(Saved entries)
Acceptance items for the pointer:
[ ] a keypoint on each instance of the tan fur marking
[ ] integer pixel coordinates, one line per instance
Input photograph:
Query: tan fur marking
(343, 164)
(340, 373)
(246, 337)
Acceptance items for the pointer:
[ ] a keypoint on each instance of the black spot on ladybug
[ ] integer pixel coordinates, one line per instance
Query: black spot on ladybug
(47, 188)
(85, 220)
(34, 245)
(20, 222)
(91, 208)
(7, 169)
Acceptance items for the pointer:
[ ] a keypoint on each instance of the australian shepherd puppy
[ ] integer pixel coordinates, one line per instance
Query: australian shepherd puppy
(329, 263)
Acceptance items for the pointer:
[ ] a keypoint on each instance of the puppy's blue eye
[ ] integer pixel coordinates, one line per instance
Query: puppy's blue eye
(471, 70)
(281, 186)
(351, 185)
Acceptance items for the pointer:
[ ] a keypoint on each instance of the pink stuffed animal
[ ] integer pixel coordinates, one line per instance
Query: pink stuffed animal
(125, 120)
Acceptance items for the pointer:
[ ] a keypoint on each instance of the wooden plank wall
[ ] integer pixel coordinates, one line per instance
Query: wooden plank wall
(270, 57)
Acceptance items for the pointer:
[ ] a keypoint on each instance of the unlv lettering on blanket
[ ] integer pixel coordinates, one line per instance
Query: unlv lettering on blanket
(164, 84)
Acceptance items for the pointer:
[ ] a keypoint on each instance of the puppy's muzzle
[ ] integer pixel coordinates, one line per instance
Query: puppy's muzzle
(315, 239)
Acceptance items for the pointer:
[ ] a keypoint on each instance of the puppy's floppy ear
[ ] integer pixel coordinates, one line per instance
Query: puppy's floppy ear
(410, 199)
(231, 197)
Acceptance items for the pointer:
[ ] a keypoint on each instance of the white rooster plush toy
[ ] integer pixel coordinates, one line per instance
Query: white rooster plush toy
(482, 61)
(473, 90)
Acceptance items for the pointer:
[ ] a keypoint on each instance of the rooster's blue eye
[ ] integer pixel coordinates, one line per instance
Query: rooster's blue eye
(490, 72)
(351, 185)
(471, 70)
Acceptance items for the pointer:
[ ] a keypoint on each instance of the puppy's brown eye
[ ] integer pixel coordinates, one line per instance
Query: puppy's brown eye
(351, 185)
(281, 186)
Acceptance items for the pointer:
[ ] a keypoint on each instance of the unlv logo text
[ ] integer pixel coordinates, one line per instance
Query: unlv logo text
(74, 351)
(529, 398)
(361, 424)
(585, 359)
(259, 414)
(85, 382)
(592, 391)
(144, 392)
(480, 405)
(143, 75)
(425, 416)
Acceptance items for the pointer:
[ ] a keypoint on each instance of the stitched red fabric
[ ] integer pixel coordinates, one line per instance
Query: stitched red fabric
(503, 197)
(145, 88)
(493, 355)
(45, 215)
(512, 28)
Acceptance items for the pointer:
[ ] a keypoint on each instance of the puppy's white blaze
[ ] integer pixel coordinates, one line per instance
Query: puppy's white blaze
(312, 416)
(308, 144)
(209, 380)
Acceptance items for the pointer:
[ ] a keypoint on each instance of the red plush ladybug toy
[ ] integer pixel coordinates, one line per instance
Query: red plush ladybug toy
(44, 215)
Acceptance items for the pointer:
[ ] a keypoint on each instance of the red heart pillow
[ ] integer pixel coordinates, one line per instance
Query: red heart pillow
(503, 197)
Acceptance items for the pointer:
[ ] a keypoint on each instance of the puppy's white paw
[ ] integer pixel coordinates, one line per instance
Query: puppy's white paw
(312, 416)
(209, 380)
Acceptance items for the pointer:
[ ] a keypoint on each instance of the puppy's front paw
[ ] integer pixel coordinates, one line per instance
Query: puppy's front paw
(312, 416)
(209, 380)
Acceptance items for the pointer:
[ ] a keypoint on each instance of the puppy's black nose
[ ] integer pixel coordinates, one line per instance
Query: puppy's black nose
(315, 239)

▸ Task directions: All of the data, start to finish: please output it exactly.

▸ Exercise response:
Acceptance items for the pointer:
[ ] a keypoint on each instance of the tan fur marking
[ ] integer pixel coordinates, one line per instance
Input photograph:
Query: tan fur marking
(343, 164)
(340, 373)
(246, 337)
Acceptance items for the pointer:
[ ] a keypoint on each instance of the black spot on ladybug
[ ] integer pixel coordinates, one line per instance
Query: black spot on ladybug
(47, 188)
(85, 220)
(34, 245)
(20, 222)
(91, 208)
(7, 169)
Acceptance items for the pointer:
[ ] a keypoint on each instance of the australian shepherd puppy
[ ] integer pixel coordinates, one line per instance
Query: australian shepherd puppy
(329, 263)
Acceptance items for the pointer:
[ ] a keypoint on each instance of the puppy's blue eye
[ ] integer pixel coordinates, one line per instance
Query: puppy's blue eye
(471, 70)
(281, 186)
(351, 185)
Acceptance items for the pointer:
[ ] a keypoint on each instance of the pink stuffed animal
[ ] integer pixel coordinates, one line per instance
Query: pink stuffed animal
(125, 120)
Acceptance items for the pointer:
[ ] a keypoint on each instance of the wooden plank wall
[ ] integer pixel coordinates, one line per instance
Query: wooden plank wall
(270, 57)
Acceptance items for the pointer:
[ ] a keypoint on each instance of the unlv lettering on blanket
[ ] integer pixel coordinates, one line per instance
Query: unlv lettering on blanket
(164, 84)
Acceptance items for the pointer:
[ ] a keypoint on each instance of the puppy's muzzle
[ ] integer pixel coordinates, one line per instance
Query: puppy's muzzle
(315, 239)
Acceptance items for the pointer:
[ ] a keypoint on each instance of the puppy's floppy ear
[ ] integer pixel coordinates, one line per instance
Query: puppy's floppy ear
(410, 199)
(231, 197)
Acceptance items for the pointer:
[ ] a keypoint on each instance of the white rooster plush toy
[ ] integer pixel coordinates, one line per instance
Query: white rooster plush toy
(482, 61)
(473, 90)
Acceptance items for the pointer:
[ ] a keypoint on each instance of the rooster's blue eye
[ ] integer pixel coordinates, one line per instance
Query: rooster's blue eye
(490, 72)
(351, 185)
(471, 70)
Acceptance items for the pointer:
[ ] a keypoint on each instance of the puppy's brown eye
[ ] integer pixel coordinates, one line per instance
Query: puppy's brown eye
(351, 185)
(281, 186)
Acceptance items for the pointer:
[ ] a keypoint on each instance of the unlv logo text
[ ] integer pixel coordinates, one line per instance
Query: unlv logo text
(74, 351)
(529, 398)
(361, 424)
(585, 359)
(259, 414)
(85, 382)
(592, 391)
(144, 392)
(480, 405)
(143, 75)
(425, 416)
Acceptance items for the pointer:
[ ] a keypoint on each instance of the stitched red fabric
[ ] integer pixel coordinates, one line per instance
Query: stitched red fabric
(503, 197)
(145, 88)
(493, 355)
(45, 215)
(512, 28)
Acceptance items for the pointer:
[ ] a keypoint on each instance of the puppy's white blaze
[ ] integer pixel coordinates, one line per instance
Query: puppy's white blaze
(312, 416)
(308, 144)
(209, 380)
Acceptance items for the pointer:
[ ] a keypoint on each instance of the red plush ladybug toy
[ ] integer pixel coordinates, one line per instance
Query: red plush ladybug toy
(44, 215)
Acceptance items for the pointer:
[ ] a keypoint on each instance of the red heart pillow
[ ] integer pixel coordinates, one line per instance
Query: red heart pillow
(503, 197)
Acceptance items for the pointer:
[ ] a keypoint on each instance of the puppy's white paw
[ ] integer pixel coordinates, one line per instance
Query: puppy's white paw
(312, 416)
(209, 380)
Acceptance items for the pointer:
[ ] a keypoint on each instance of the puppy's front paw
[ ] integer pixel coordinates, one line per instance
Query: puppy's front paw
(312, 416)
(209, 380)
Acceptance items for the pointer:
[ ] a keypoint on each instance of the puppy's black nose
[ ] integer pixel coordinates, one line per instance
Query: puppy's black nose
(315, 239)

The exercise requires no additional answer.